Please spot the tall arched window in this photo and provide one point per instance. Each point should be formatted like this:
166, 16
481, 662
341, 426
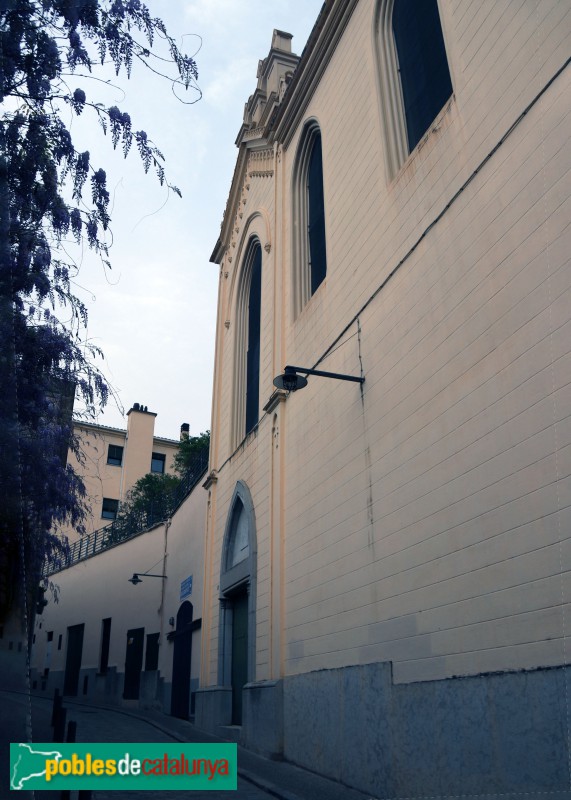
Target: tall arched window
414, 78
309, 247
247, 344
237, 629
253, 352
423, 67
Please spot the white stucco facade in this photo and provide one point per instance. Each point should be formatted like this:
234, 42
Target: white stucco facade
417, 523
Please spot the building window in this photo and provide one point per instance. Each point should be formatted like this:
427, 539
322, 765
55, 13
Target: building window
253, 351
105, 640
158, 463
247, 344
110, 508
115, 455
152, 652
413, 74
309, 248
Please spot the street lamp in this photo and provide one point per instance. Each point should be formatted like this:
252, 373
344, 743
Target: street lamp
291, 381
135, 579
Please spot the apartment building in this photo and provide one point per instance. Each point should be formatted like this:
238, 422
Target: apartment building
113, 460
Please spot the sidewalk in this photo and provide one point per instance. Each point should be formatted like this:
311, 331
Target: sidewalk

------------------------------------------------------------

Your assignment: Before you finish, make sure every line above has been repeated exactly and no picture remains in the copy.

Solution:
Please spot the tall arched window in this photo and provide one point per instance. Each point should be formatted like this:
166, 16
481, 662
341, 426
Target: tall arched window
414, 78
309, 247
247, 344
237, 629
253, 352
423, 67
Please spot the white stucco facade in this photo and provide one point per instance. Each point should be formatted like this:
234, 42
Target: white stucco facade
417, 523
Please spot the building window in this photo and provide one point per instance. Each point should be formatted like this:
427, 539
322, 765
55, 13
Target: building window
253, 351
105, 640
158, 463
247, 344
110, 508
115, 455
152, 652
413, 74
309, 248
Please spot the street lamp in this photo and provide one point per instance. Each point should be formatted like this:
252, 373
344, 743
Target: street lamp
291, 381
135, 579
Please spot the apartment building in this photo and provide one point per instance. Each point should be formatted like this:
238, 422
Target: apartment building
113, 460
Please spot the sidewalk in this photo and provide one point per instance. Each point should be formatted like this:
311, 331
Target: sidewalk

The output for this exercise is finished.